## Material shown:
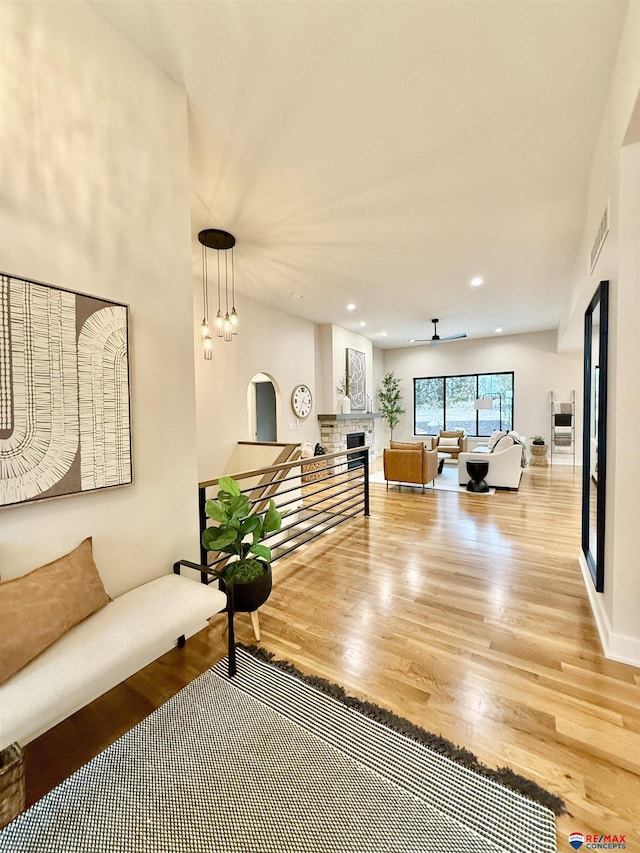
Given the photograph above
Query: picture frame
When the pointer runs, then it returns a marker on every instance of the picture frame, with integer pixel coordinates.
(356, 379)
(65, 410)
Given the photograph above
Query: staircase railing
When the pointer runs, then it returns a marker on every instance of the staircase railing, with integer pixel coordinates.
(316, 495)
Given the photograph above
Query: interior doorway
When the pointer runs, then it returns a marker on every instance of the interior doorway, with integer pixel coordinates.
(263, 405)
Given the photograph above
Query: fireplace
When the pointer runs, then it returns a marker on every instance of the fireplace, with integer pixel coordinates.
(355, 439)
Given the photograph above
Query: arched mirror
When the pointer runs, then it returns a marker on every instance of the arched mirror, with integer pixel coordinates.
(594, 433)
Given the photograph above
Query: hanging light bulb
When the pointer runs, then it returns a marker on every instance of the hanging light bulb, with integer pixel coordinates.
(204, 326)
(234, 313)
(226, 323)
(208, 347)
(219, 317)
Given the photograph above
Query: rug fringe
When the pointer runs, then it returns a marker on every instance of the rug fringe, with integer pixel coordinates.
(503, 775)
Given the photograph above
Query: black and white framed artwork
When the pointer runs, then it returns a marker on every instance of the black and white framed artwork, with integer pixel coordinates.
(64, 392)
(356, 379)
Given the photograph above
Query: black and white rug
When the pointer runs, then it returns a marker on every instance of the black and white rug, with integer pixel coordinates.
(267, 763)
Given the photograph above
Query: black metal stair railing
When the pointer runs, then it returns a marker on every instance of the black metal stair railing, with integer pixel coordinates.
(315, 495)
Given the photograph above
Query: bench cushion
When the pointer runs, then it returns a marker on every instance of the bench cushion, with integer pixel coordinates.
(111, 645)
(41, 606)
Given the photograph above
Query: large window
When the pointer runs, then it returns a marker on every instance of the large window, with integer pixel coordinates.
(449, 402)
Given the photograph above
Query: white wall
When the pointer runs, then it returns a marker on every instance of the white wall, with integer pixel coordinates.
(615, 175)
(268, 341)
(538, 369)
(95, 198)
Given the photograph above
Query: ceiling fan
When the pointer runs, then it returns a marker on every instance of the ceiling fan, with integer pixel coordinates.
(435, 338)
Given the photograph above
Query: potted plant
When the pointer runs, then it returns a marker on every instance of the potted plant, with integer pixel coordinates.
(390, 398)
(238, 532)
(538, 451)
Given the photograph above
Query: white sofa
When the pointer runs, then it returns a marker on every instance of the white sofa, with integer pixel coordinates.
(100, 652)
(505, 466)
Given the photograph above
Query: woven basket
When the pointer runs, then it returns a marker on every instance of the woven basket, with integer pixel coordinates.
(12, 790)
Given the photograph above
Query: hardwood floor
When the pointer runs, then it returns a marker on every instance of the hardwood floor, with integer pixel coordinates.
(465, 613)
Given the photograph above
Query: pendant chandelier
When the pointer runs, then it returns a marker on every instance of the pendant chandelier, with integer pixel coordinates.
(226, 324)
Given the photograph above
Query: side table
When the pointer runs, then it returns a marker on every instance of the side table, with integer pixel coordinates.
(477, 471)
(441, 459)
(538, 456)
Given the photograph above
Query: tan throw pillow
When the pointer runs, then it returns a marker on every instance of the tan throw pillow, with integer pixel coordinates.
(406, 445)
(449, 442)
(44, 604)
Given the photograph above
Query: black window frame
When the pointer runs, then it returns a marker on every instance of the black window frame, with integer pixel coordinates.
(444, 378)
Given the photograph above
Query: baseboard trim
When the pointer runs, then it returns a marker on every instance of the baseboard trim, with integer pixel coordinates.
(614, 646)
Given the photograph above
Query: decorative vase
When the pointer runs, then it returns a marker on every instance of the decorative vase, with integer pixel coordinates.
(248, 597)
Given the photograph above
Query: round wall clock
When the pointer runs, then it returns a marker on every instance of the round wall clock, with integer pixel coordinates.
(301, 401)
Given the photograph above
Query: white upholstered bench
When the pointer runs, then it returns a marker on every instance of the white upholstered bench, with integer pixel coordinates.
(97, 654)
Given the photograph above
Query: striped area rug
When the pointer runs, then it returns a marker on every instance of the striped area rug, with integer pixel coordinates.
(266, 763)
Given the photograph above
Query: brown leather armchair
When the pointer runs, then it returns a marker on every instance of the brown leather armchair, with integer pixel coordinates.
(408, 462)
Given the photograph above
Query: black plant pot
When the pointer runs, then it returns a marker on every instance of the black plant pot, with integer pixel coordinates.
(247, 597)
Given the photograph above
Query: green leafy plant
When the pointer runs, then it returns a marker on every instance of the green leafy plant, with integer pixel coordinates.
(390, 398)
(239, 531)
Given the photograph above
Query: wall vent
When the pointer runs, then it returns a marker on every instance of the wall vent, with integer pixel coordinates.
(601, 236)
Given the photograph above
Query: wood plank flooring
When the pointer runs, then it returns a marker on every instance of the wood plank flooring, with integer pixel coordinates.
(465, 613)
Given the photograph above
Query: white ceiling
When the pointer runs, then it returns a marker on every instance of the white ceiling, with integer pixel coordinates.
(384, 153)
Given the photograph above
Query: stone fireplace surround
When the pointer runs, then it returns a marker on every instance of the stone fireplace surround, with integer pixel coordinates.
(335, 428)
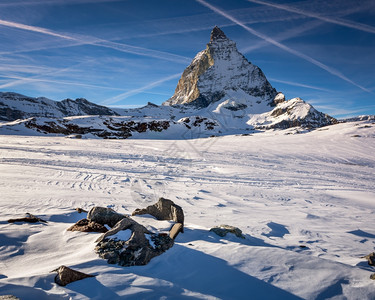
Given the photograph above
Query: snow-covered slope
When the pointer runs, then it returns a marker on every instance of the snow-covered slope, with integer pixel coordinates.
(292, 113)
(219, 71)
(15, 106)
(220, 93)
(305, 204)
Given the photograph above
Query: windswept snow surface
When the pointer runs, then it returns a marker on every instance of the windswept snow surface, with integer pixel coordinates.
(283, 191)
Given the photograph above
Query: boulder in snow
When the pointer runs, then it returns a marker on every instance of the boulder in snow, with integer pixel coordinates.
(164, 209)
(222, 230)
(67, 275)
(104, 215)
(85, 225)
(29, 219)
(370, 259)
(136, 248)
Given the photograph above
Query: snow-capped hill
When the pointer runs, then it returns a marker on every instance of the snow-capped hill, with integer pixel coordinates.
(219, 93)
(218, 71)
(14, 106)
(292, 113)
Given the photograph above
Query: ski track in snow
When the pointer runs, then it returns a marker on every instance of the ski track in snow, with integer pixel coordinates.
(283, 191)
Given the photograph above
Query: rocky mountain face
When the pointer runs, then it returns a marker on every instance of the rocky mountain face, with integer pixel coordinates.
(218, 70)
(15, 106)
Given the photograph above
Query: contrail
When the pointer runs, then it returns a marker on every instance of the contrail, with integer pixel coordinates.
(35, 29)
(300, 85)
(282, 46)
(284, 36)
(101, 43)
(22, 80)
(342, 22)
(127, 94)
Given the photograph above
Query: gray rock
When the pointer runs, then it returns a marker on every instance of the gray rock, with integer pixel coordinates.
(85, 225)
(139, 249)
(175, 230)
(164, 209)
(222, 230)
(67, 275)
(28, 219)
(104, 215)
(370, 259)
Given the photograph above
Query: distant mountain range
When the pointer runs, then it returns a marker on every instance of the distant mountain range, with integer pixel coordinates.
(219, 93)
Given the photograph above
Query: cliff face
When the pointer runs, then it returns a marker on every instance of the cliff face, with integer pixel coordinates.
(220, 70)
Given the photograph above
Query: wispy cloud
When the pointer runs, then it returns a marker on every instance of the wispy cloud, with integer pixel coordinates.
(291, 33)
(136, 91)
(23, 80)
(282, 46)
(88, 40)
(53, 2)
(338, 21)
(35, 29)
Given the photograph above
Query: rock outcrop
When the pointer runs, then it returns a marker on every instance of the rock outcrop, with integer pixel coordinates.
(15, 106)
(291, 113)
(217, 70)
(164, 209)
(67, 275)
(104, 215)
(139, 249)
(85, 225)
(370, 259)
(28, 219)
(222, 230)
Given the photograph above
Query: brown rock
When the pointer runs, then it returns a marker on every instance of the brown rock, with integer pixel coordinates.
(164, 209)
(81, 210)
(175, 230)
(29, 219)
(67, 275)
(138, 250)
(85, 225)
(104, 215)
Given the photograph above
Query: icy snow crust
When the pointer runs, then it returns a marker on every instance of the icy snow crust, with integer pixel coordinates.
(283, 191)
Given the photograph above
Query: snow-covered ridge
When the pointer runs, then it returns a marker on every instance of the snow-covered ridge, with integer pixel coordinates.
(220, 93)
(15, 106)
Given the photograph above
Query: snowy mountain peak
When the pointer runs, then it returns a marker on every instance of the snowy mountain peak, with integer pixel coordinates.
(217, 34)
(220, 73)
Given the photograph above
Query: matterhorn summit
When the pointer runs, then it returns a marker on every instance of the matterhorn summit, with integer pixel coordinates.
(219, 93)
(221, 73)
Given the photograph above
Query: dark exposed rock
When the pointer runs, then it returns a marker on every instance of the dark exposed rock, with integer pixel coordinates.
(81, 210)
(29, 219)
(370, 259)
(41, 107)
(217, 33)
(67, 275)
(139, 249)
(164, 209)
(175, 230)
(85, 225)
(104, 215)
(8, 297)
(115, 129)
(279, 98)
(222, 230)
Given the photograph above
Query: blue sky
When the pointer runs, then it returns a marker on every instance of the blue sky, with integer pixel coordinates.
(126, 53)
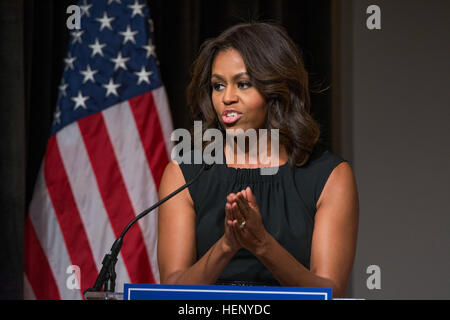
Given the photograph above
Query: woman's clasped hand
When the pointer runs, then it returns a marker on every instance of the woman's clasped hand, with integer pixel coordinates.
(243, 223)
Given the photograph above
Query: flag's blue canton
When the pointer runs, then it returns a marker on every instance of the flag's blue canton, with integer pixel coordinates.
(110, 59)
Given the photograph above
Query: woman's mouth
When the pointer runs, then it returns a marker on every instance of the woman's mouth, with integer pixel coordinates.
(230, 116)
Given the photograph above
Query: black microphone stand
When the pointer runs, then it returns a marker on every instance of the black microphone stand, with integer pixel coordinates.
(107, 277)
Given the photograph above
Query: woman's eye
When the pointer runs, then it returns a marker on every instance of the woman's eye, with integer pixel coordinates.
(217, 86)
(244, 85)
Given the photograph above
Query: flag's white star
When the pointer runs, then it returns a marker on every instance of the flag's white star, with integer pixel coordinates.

## Set problem:
Count the lines in the records above that contain the string "windswept", treating case as significant, and give only the number.

## Output for this task:
2